### PAGE EXCERPT
FIGURE 46–11 A. The loop electrode is placed at the 6 o’clock position (just before electrical activation). B. The electric current is activated, and the excision is initiated by moving the electrode vertically from 6 to 12 o’clock. C. In a single sweeping motion, the electrode has finished its excursion.
FIGURE 46–12 The excision of the abnormal transformation zone (ATZ) is complete.
FIGURE 46–13 A. In this loop excision patient, bleeding was sufficient to warrant coagulation. B. A large cotton-tipped swab (proctoswab) tamponades the bleeding site while the loop electrode is changed to a ball electrode. The generator has already been set for coagulation mode.
FIGURE 46–14 The ball electrode coagulates the bleeding vessels by using forced or spray coagulation at 40 to 50 W of power.

### EXERCISE
From the figure captions on loop excision, extract everything from "FIGURE 46–12 The" down to "W of power.", word for word.

(Stored records)
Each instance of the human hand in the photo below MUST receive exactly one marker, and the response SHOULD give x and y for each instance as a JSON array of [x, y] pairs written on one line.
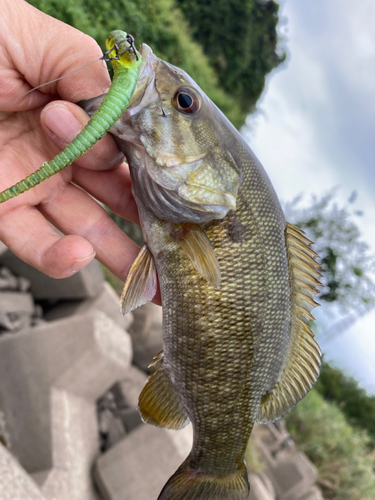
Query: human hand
[[35, 49]]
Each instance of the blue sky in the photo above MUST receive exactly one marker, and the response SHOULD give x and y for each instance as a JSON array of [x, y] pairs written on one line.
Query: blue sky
[[315, 129]]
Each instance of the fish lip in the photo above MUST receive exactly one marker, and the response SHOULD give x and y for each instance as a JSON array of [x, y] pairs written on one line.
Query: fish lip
[[148, 63]]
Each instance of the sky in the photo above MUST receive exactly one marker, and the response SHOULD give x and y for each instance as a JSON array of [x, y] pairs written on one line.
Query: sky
[[315, 130]]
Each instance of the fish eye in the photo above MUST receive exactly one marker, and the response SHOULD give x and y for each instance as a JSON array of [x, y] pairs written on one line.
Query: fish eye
[[186, 101]]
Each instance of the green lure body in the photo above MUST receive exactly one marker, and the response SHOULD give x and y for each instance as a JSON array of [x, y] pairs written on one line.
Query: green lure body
[[125, 61]]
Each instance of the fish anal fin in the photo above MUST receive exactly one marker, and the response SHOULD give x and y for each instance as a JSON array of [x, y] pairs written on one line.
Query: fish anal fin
[[197, 247], [301, 367], [157, 402], [141, 282]]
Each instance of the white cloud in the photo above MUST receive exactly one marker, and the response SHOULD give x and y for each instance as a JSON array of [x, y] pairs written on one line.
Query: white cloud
[[315, 129]]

### ANSWER SPACE
FIGURE 46–12 The excision of the abnormal transformation zone (ATZ) is complete.
FIGURE 46–13 A. In this loop excision patient, bleeding was sufficient to warrant coagulation. B. A large cotton-tipped swab (proctoswab) tamponades the bleeding site while the loop electrode is changed to a ball electrode. The generator has already been set for coagulation mode.
FIGURE 46–14 The ball electrode coagulates the bleeding vessels by using forced or spray coagulation at 40 to 50 W of power.